## Tarefa
Você pode transcrever palavra por palavra tudo o que vai de "ENCONTRO NO ELEVADOR" até "alguns comentários casuais." no texto extraído?

ENCONTRO NO ELEVADOR
Hoje encontrei uma vizinha no elevador do prédio, uma pessoa muito educada e gentil que geralmente nos falamos de maneira rápida, nos cumprimentamos e trocamos alguns comentários casuais.
Em outro andar entrou outro morador e perguntou pelo pai dela. Ao responder ela começou a chorar dizendo que o pai estava mal de saúde, internado e que tinha piorado. Chorou muito. Ficamos atônitos e eu não sabia do que se tratava, pois, podia ser uma pneumonia, um tombo ou um acidente. Ela, então, disse que o pai tinha Alzheimer. Vi naquela pessoa a mim mesmo. Quem convive com tal situação anda frágil e sensível e quando alguém pergunta alguma coisa a gente fica emocionado, nervoso, sem saber o que falar, o que fazer, o que pode vir a acontecer, pois, na hora de responder tudo vem à mente. A gente fica muito sensível com tudo e principalmente com esse assunto.

## Dados fornecidos
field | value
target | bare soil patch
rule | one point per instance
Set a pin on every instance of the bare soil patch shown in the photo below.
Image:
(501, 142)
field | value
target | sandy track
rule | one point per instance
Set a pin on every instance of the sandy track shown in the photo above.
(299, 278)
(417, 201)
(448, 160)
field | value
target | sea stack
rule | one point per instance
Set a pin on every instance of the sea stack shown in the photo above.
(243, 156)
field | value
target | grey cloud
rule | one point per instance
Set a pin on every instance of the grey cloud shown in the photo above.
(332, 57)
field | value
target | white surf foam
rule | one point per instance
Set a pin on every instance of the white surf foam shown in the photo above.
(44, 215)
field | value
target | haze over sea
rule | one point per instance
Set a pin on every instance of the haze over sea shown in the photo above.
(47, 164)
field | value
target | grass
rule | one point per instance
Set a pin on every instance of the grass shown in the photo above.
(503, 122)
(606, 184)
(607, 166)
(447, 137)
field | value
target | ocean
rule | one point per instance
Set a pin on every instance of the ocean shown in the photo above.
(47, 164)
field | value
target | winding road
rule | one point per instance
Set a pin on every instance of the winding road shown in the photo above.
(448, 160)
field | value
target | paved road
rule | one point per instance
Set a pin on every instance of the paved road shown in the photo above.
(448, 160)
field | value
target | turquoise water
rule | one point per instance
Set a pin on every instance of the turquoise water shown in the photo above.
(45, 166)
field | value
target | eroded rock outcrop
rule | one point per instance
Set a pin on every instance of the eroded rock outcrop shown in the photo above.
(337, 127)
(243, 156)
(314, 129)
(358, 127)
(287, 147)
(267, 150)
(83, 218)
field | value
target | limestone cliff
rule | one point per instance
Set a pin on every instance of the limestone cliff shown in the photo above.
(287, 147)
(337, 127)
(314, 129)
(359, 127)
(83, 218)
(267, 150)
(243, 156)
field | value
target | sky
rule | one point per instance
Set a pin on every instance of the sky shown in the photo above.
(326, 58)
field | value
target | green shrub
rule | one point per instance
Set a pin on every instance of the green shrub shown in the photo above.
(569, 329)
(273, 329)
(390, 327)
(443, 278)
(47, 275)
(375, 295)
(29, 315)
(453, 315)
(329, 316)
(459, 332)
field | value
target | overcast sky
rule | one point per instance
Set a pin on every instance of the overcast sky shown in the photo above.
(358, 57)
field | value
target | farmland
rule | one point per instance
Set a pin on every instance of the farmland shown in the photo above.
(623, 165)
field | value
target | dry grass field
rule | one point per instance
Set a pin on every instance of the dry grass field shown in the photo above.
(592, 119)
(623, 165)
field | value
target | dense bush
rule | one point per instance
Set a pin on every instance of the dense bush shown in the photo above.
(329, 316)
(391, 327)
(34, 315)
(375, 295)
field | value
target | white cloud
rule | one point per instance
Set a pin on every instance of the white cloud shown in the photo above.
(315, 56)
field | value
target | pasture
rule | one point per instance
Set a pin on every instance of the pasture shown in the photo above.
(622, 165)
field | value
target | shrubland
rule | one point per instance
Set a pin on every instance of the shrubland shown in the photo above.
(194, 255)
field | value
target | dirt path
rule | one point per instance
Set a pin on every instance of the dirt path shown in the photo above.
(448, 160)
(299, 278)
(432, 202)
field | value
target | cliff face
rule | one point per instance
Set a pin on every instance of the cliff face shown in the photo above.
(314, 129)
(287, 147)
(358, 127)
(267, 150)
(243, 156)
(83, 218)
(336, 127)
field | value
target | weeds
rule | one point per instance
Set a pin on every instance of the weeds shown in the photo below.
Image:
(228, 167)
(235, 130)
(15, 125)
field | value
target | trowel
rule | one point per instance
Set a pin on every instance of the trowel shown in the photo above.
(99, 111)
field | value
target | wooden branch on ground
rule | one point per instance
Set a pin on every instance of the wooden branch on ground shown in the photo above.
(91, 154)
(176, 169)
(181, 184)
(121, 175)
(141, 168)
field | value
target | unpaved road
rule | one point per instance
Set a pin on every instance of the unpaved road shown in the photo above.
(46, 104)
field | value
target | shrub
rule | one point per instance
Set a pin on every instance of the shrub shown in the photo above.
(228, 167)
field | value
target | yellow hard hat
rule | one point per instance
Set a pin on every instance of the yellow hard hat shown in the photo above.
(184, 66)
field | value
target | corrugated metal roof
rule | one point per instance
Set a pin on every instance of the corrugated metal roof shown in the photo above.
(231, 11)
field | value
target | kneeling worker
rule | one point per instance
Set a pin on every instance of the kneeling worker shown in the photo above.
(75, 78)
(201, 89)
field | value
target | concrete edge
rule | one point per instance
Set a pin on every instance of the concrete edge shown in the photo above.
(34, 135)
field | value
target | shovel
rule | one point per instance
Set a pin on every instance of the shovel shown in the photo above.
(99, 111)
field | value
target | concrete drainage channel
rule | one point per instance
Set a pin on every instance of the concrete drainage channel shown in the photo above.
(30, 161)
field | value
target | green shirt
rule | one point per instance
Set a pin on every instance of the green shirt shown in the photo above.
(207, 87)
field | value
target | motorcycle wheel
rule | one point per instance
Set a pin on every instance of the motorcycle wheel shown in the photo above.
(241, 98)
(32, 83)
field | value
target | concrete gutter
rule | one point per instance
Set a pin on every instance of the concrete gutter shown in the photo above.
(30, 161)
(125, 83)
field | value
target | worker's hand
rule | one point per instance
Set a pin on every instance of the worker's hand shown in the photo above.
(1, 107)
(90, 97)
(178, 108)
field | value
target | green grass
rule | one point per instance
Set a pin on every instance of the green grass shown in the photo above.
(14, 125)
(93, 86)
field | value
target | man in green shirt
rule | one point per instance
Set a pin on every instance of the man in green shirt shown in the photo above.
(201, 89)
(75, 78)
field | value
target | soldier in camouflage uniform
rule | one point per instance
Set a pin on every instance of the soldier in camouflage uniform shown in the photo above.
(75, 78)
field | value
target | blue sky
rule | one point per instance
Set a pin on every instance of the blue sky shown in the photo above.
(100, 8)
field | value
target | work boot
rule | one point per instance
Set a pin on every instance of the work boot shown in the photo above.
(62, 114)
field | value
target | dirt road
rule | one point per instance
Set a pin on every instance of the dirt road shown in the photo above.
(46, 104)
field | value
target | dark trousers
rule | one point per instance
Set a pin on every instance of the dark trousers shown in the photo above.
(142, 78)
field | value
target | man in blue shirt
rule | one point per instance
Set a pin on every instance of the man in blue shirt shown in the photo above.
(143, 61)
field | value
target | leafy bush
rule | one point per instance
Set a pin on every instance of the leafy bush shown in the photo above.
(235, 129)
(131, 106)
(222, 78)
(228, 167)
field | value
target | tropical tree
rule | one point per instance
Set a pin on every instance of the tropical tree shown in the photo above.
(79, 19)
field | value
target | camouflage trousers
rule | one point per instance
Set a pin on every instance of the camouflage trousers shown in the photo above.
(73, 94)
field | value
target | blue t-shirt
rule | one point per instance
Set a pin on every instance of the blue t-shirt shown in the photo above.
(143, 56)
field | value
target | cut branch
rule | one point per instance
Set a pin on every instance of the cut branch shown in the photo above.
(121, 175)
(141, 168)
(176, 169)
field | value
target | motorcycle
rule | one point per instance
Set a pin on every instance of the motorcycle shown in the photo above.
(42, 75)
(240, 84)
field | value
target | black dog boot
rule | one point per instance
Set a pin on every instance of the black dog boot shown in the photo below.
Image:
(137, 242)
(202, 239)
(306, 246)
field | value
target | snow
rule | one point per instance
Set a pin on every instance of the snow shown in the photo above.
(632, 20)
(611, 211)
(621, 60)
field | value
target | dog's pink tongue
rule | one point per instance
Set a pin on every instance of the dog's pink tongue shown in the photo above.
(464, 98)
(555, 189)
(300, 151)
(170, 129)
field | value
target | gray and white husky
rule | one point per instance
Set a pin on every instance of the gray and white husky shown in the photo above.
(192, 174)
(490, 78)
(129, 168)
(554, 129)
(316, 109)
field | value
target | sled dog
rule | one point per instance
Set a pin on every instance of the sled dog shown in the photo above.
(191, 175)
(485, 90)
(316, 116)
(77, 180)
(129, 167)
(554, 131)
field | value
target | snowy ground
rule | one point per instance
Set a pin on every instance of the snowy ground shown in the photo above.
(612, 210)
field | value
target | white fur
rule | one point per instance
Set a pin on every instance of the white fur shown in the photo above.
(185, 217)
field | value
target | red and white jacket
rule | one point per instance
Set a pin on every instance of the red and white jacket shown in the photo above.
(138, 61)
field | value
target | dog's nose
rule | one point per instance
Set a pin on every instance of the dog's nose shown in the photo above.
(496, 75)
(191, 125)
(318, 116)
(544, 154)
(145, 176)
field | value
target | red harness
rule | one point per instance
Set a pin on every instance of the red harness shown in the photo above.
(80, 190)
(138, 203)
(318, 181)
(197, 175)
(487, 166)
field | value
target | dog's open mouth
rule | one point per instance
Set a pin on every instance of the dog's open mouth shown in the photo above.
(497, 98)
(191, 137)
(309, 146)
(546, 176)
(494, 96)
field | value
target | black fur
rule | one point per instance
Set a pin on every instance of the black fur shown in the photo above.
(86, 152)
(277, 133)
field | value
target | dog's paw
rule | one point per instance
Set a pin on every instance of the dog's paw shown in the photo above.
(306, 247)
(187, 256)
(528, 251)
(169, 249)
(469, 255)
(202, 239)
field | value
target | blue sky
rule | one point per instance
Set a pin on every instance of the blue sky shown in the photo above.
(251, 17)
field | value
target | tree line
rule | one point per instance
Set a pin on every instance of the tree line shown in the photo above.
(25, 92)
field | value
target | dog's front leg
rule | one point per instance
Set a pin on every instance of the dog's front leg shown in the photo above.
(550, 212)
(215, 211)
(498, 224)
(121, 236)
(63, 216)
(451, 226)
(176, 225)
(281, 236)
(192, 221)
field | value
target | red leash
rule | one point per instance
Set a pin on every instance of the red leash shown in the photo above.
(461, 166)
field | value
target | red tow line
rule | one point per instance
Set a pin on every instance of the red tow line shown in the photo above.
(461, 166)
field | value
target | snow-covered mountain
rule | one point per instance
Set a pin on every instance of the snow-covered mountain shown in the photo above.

## Tarefa concluída
ENCONTRO NO ELEVADOR
Hoje encontrei uma vizinha no elevador do prédio, uma pessoa muito educada e gentil que geralmente nos falamos de maneira rápida, nos cumprimentamos e trocamos alguns comentários casuais.